### Document
╭──
This application type is problematic for MapReduce, whose batch-mode orientation for these needs is awkward at best and unviable at worst. All of these scenarios and more require real-time or at least frequent analysis of this data. The incoming stream could be small or very large; regardless, waiting many minutes or hours for the next MapReduce batch analysis is no longer adequate for many scenarios.

The Challenge of Iterative, Graph and Machine Learning algorithms

MapReduce uses coarse-grained tasks to do its work, which are too heavyweight for iterative algorithms. Another problem is that MapReduce has no awareness of the total pipeline of Map plus Reduce steps, so it can’t cache intermediate data in memory for faster performance. Instead, it flushes intermediate data to disk between each step. Combined, these sources of overhead make algorithms requiring many fast steps unacceptably slow.

For example, many machine learning algorithms work iteratively. Training a recommendation engine or neural networks and finding natural clusters in data work intuitively like this: you “guess” an answer to a set of equations representing your model, you measure the error, and then adjust the trial answer in a way that reduces the error. Wash, rinse, repeat until your guess produces small enough errors that your answer is good enough.

Another use for iterative algorithms is graph analysis. For example, Twitter and other social networks have data about the links between you, your connections, their connections, and so forth. That data is nicely modeled as a graph. Most graph algorithms traverse the graph one connection per iteration.

Obviously, you want the steps in these kinds of algorithms to be as fast and lightweight as possible.

The problem is escalated by the growing need to get answers faster, where previously a batch approach was considered good enough, but now a streaming approach that extracts information from data more quickly is a competitive advantage. Updating search engine data was traditionally done with periodic batch runs. It used to be fine if you updated your web pages today and those changes showed up in search engines tomorrow or so. Today, the competitive advantage lies in search engines that reflect the changing Internet as quickly as those changes are detected by web crawlers. For example, if a user searches for information about a news event, you would like your search engine to take that user to the latest information available.

Until now, developers uses various MapReduce hacks or alternative tools to support these needs, but clearly there is a need for a better computation engine that supports these algorithms directly, while continuing to support more traditional batch processing of large datasets.

Enterprises demand improved flexibility, composability and elasticity

Some of the reasons enterprises have begun adopting Spark heavily is that it’s more flexible and composable, with an API that is more concise and powerful that MapReduce.
╰──
### Entries for bounding box labeling
╭──
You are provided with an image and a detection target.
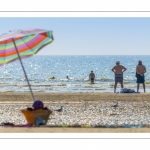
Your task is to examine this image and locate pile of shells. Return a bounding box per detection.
[0,101,150,125]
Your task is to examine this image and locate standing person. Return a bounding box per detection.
[112,61,127,93]
[89,71,95,84]
[136,60,146,92]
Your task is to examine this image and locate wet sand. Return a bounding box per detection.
[0,92,150,133]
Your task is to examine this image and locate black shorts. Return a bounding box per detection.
[91,78,94,81]
[115,74,123,83]
[136,74,145,83]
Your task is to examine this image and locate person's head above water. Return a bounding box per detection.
[116,61,120,65]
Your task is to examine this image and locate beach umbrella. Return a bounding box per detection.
[0,29,53,101]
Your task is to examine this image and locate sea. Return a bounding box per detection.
[0,55,150,92]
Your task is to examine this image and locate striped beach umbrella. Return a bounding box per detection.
[0,29,53,101]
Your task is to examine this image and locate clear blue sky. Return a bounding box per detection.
[0,17,150,55]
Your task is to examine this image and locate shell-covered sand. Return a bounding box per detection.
[0,92,150,133]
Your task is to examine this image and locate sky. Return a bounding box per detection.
[0,17,150,55]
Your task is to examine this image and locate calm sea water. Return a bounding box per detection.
[0,55,150,92]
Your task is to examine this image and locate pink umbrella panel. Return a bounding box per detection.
[0,29,54,101]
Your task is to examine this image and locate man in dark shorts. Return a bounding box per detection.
[112,61,127,93]
[136,60,146,92]
[89,71,95,84]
╰──
### Instructions
• A. Say whether each statement agrees with the passage on MapReduce: (i) MapReduce keeps intermediate data in memory between steps; (ii) most graph algorithms traverse the graph one connection per iteration; (iii) search engine data was traditionally updated with periodic batch runs. For each, answer yes or no and quote the deciding words.
• B. Duplicate the passage on MapReduce between "MapReduce uses coarse-grained" and "is good enough.", inclusive.
The material plays no part in this.

### Task solutions
• A.
(i) No: "Instead, it flushes intermediate data to disk between each step."
(ii) Yes: "Most graph algorithms traverse the graph one connection per iteration."
(iii) Yes: "Updating search engine data was traditionally done with periodic batch runs."

• B.
MapReduce uses coarse-grained tasks to do its work, which are too heavyweight for iterative algorithms. Another problem is that MapReduce has no awareness of the total pipeline of Map plus Reduce steps, so it can’t cache intermediate data in memory for faster performance. Instead, it flushes intermediate data to disk between each step. Combined, these sources of overhead make algorithms requiring many fast steps unacceptably slow.

For example, many machine learning algorithms work iteratively. Training a recommendation engine or neural networks and finding natural clusters in data work intuitively like this: you “guess” an answer to a set of equations representing your model, you measure the error, and then adjust the trial answer in a way that reduces the error. Wash, rinse, repeat until your guess produces small enough errors that your answer is good enough.